Text provided:
———

# Chia seeds and increased bleeding.



## Noca (Jun 24, 2005)

I started taking chia seeds as a source of soluable fibre a month or so ago. I take like 1 to 2 sometimes 3 tbsp a day along with consuming a lot of water. I found it really helped my ibs and bowel movements, helped stop blood sugar crashes, and generally keeps me full and energized. 

I have also been having nose bleeds and gum bleeds that I never had before. Apparently they are really high in omega 3s which thin the blood. I bet I could ask my doctor but I bet he would be a clueless dumbass and I would have a much better chance of solving any health problem than he would. Dr dumbass would never make the connection.

Has anyone else had any bleeding when they consumed lots of high omega 3 foods?


----------



## kageri (Oct 2, 2014)

No but I was taking oil in capsule so probably not as effective. I know a lot of people feed a high amount to animals, especially when they want to add calories without grains, and don't have any noticeable problems. You'd think something would happen when pregnant animals are giving birth after months or years of feeding flax or chia. I wonder if the fact it is often fed with some sunflower seed (high omega 6) makes the difference. My mix for the rabbits, guinea pigs, and chinchillas is 3parts flax to 1 part BOSS(black oil sunflower seed).


----------



## thinkstoomuch101 (Jun 7, 2012)

Wow Noca!

sorry to hear about that. I take chia seeds every morning in my protein drink. No problems here. I didn't think they were THAT high in Omegas.

You probably want to cut back on the dosage, and see what happens?

———

Extracted records:
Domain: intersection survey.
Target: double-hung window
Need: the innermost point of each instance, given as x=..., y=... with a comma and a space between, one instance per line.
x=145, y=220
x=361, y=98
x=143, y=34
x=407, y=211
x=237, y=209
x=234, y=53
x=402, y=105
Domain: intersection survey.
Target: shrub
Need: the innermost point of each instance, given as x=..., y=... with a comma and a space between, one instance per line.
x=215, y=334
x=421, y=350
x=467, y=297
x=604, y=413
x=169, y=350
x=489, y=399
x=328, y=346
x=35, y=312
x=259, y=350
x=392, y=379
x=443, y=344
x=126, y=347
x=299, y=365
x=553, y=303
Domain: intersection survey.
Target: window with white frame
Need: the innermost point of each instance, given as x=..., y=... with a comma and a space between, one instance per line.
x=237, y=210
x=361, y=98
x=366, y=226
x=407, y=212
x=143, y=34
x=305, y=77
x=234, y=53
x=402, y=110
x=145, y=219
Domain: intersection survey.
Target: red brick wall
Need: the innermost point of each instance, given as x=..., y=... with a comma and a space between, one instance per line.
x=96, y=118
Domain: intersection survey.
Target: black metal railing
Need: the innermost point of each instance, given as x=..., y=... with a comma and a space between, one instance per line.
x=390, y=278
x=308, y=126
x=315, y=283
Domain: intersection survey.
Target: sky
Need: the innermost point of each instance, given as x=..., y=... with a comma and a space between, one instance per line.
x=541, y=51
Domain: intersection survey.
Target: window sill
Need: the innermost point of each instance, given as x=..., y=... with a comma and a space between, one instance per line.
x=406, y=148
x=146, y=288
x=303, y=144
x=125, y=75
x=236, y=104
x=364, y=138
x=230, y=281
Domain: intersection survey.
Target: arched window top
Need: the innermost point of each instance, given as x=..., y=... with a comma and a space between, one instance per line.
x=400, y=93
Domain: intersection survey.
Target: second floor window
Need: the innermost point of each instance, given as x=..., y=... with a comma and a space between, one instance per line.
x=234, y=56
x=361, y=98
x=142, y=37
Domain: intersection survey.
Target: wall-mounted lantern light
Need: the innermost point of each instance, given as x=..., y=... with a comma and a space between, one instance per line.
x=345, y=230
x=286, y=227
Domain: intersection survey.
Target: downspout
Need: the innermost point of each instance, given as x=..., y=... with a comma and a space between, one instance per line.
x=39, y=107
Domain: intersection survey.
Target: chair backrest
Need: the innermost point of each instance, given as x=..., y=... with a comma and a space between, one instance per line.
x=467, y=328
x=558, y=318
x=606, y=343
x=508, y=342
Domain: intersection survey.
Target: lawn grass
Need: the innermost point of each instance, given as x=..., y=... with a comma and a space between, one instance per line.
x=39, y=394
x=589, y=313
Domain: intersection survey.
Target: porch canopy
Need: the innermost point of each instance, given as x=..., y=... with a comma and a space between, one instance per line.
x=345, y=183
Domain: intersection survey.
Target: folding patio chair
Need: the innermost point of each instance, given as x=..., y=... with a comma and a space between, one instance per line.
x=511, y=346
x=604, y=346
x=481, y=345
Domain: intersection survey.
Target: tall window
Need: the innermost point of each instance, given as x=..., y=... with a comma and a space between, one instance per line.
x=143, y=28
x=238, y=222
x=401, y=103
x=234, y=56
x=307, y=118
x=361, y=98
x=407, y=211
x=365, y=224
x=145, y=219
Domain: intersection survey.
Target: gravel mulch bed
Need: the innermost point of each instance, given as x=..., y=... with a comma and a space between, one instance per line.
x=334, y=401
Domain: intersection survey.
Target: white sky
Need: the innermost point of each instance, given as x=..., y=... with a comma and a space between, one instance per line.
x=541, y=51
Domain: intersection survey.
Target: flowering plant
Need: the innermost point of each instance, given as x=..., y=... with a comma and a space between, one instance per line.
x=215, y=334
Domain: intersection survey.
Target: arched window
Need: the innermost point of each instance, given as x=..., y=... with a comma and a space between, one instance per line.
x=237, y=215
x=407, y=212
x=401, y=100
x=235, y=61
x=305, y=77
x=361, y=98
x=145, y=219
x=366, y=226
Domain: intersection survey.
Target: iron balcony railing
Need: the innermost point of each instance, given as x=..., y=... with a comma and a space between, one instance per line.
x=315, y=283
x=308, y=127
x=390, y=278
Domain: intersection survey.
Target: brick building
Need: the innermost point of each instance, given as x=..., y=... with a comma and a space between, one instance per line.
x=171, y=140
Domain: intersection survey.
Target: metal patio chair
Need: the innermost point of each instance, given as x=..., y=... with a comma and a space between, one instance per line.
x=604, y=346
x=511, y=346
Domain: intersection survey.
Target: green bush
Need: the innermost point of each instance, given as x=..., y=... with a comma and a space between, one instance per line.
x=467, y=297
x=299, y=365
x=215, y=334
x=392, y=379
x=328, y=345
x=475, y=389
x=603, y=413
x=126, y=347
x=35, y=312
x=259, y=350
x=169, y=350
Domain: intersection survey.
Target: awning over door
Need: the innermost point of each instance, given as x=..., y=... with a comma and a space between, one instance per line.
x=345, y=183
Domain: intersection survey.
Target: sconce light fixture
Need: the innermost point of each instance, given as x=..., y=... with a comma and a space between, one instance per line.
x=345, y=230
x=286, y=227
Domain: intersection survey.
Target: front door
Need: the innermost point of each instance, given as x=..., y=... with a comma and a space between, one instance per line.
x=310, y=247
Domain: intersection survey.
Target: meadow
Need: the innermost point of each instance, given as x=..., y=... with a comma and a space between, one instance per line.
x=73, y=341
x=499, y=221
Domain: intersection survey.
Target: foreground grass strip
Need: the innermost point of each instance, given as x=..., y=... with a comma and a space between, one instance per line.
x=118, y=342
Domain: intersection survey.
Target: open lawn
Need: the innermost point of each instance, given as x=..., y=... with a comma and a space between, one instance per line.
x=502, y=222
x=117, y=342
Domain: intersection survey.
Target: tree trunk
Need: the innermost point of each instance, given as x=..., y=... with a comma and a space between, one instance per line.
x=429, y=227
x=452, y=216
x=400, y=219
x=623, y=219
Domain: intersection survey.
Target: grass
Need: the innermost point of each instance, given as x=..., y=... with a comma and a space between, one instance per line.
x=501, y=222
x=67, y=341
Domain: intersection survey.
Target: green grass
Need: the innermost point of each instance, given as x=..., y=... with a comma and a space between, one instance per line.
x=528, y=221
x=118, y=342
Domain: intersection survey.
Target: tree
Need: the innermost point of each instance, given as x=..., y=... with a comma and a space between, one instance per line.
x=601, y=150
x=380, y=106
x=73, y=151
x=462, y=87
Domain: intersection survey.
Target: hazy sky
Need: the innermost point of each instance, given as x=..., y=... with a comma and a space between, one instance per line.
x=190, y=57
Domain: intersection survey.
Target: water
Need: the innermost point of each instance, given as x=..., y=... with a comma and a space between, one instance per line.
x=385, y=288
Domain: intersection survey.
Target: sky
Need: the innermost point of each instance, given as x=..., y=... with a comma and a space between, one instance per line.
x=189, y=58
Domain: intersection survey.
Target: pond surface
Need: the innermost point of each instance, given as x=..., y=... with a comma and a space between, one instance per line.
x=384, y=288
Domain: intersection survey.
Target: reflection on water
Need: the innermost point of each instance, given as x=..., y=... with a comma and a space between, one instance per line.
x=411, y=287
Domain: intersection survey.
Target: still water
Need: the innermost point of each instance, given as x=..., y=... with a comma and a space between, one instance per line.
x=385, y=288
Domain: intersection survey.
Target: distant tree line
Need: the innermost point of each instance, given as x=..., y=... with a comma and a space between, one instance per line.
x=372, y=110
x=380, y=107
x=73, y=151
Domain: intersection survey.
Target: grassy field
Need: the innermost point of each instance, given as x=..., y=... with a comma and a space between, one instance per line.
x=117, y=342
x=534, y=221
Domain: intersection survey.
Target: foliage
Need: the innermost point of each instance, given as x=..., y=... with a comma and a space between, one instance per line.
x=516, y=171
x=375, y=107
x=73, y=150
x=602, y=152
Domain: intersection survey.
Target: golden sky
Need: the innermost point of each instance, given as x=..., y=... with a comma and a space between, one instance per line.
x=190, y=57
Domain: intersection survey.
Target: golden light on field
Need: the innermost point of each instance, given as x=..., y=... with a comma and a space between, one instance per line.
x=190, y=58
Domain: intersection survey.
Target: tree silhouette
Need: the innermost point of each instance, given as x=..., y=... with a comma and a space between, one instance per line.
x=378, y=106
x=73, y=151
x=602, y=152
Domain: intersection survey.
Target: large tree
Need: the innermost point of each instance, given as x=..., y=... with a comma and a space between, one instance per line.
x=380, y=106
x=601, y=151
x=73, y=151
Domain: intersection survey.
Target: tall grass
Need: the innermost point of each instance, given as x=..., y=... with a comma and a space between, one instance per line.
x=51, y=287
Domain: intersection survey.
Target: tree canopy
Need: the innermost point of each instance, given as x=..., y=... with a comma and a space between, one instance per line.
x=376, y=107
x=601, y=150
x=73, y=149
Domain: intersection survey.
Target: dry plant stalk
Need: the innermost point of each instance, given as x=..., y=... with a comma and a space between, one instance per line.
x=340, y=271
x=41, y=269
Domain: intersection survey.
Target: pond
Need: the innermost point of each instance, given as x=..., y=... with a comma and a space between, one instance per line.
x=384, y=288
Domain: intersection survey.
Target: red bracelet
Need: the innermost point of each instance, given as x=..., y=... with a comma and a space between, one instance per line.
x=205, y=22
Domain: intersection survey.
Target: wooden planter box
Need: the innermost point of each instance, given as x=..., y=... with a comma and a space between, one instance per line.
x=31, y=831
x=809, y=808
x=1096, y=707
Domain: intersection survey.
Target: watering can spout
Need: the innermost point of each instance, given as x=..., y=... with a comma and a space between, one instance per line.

———

Repeat the forum thread about chia seeds and bleeding in full, word for word.

Result below:
# Chia seeds and increased bleeding.



## Noca (Jun 24, 2005)

I started taking chia seeds as a source of soluable fibre a month or so ago. I take like 1 to 2 sometimes 3 tbsp a day along with consuming a lot of water. I found it really helped my ibs and bowel movements, helped stop blood sugar crashes, and generally keeps me full and energized. 

I have also been having nose bleeds and gum bleeds that I never had before. Apparently they are really high in omega 3s which thin the blood. I bet I could ask my doctor but I bet he would be a clueless dumbass and I would have a much better chance of solving any health problem than he would. Dr dumbass would never make the connection.

Has anyone else had any bleeding when they consumed lots of high omega 3 foods?


----------



## kageri (Oct 2, 2014)

No but I was taking oil in capsule so probably not as effective. I know a lot of people feed a high amount to animals, especially when they want to add calories without grains, and don't have any noticeable problems. You'd think something would happen when pregnant animals are giving birth after months or years of feeding flax or chia. I wonder if the fact it is often fed with some sunflower seed (high omega 6) makes the difference. My mix for the rabbits, guinea pigs, and chinchillas is 3parts flax to 1 part BOSS(black oil sunflower seed).


----------



## thinkstoomuch101 (Jun 7, 2012)

Wow Noca!

sorry to hear about that. I take chia seeds every morning in my protein drink. No problems here. I didn't think they were THAT high in Omegas.

You probably want to cut back on the dosage, and see what happens?